**TASKS TO CARRY OUT**
1) In the CIFAR-10 augmentation post, what reason does the author give for applying image augmentation? Answer in one to three sentences.
2) Please write the next part of the CIFAR-10 augmentation post, picking up from the point where its code stops.

━━ SOURCE ━━

April 17, 2021

CIFAR-10 (part 2): Image augmentation

Previously, we established a baseline model with 62.70% accuracy for CIFAR-10 dataset. In this post, we will exploit a specific technique called image augmentation to see if it can improve the performance of our model.

I - Load packages

# Load packages
import tensorflow as tf
from tensorflow import keras
import numpy as np
import pandas as pd
import matplotlib.pyplot as plt
from tensorflow.keras.preprocessing.image import ImageDataGenerator

np.random.seed(1)

# Define constants
NUMBER_OF_CLASSES = 10
EPOCHS = 80
BATCH_SIZE = 2**4
VALIDATION_SPLIT = .2

II - Load datasets and Process

# Load dataset
(X_train, Y_train), (X_test, Y_test) = keras.datasets.cifar10.load_data()

# Check dataset data type
print("X_train's data type:", X_train.dtype)
print("X_test's data type:", X_test.dtype)

X_train's data type: uint8
X_test's data type: uint8

# Convert to float32
X_train = X_train.astype('float32')
X_test = X_test.astype('float32')
print("X_train's data type:", X_train.dtype)
print("X_test's data type:", X_test.dtype)

X_train's data type: float32
X_test's data type: float32

# Normalize pixels values in the dataset to the (0-1) scale
X_train = np.divide(X_train, 255)
X_test = np.divide(X_test, 255)

# Check peak-to-peak values
print("X_train peak-to-peak dataset:", np.ptp(X_train))
print("X_train peak-to-peak dataset:", np.ptp(X_test))

X_train peak-to-peak dataset: 1.0
X_train peak-to-peak dataset: 1.0

# One-hot encode the target variables
Y_train = keras.utils.to_categorical(Y_train, NUMBER_OF_CLASSES)
Y_test = keras.utils.to_categorical(Y_test, NUMBER_OF_CLASSES)

# Check
print("Y_train shape:", Y_train.shape)
print("Y_test shape:", Y_test.shape)

Y_train shape: (50000, 10)
Y_test shape: (10000, 10)

III - Image Augmentation

Image augmentation is a technique that we can use to artificially expand our training set by rotating, shifting, flipping or zooming our training datasets to generate new images.

There are several ways to augment our image data with keras: either using Sequential() class or ImageDataGenerator class.

# Method 1: using Sequential()
image_augmentation = keras.Sequential([
    # randomly flip vertically and horizontally images
    keras.layers.experimental.preprocessing.RandomFlip(mode="horizontal_and_vertical"),
    
    # randomly rotate images by .2*360
    keras.layers.experimental.preprocessing.RandomRotation(0.1)
])
idx = 12 # plot image #12
img = tf.expand_dims(X_train[idx], axis=0)
for i in range(6):
    augmented_image = image_augmentation(img)
    ax = plt.subplot(2, 3, i+1)

━━━
━━ DATA SUPPLIED ━━

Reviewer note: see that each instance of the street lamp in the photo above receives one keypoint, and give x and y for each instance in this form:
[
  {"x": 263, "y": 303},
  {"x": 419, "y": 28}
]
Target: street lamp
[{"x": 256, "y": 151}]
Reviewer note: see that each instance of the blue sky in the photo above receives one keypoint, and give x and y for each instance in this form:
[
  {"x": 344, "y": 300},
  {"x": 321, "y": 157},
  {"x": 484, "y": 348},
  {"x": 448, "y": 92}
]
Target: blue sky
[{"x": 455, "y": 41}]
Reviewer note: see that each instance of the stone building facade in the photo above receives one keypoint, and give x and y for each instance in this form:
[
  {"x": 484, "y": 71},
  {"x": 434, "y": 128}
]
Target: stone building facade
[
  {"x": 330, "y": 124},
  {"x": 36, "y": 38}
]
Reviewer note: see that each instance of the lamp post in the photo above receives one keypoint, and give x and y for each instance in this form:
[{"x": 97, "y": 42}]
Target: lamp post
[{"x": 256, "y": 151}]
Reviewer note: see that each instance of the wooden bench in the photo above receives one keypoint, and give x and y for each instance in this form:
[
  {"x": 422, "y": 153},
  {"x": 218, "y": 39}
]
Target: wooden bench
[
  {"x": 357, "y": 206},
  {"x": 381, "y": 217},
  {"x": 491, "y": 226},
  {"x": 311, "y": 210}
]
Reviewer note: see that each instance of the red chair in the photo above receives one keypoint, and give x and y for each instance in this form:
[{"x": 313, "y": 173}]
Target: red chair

━━━

**RESULTS**
1) The author applies image augmentation to artificially expand the training set, generating new images by rotating, shifting, flipping or zooming the existing ones. The aim is to see whether this improves on the baseline model's 62.70% accuracy.

2)
    ax.imshow(augmented_image[0])

png

# Method 2: using ImageatDataGenerator() class
data_gen = ImageDataGenerator(rotation_range=0.2*360,
                              horizontal_flip=True,
                              vertical_flip=True)
idx = 12 # plot image #12
img = tf.expand_dims(X_train[12], axis=0)
aug_iterator = data_gen.flow(img, batch_size=1)
for i in range(6):
    batch = aug_iterator.next()
    img = batch[0].astype('float32')
    ax = plt.subplot(2, 3, i+1)
    ax.imshow(img)

png

IV - Build the Model

# Using ImageDataGenerator() to generate image on the fly while training
datagen = ImageDataGenerator(
    rotation_range=10,
    width_shift_range=0.1,
    height_shift_range=0.1,
    validation_split=0.2
)
datagen.fit(X_train)
train_generator = datagen.flow(X_train, Y_train, batch_size=BATCH_SIZE, subset="training")
validation_generator = datagen.flow(X_train, Y_train, batch_size=BATCH_SIZE, subset="validation")

# Confirm the lengths of training and validation iterators
print("Batches train=%i, test=%i" % (len(train_generator), len(validation_generator)))

Batches train=2500, test=625

# Build a LeNet-5 model with keras's Sequential()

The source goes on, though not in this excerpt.